DATA FOR REVIEW START

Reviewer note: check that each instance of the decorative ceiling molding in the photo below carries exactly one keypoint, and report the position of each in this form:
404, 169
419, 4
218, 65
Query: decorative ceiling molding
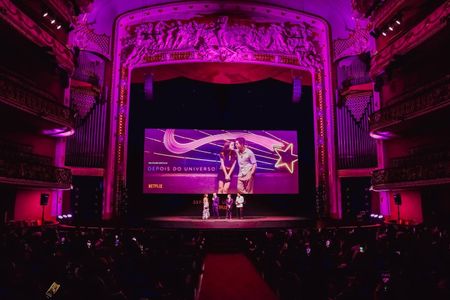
428, 27
32, 31
356, 43
85, 38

DATA FOR REVIEW END

PROBLEM DESCRIPTION: Extract all the data above exactly, excluding every picture.

EXERCISE OUTPUT:
Reviewer note: check that each instance of the decorative ceiling molding in the photo below carries exactly one keypoint, and report the position of each in this form:
404, 169
419, 4
218, 65
Query: decorative ceiling molding
428, 27
32, 31
356, 43
85, 38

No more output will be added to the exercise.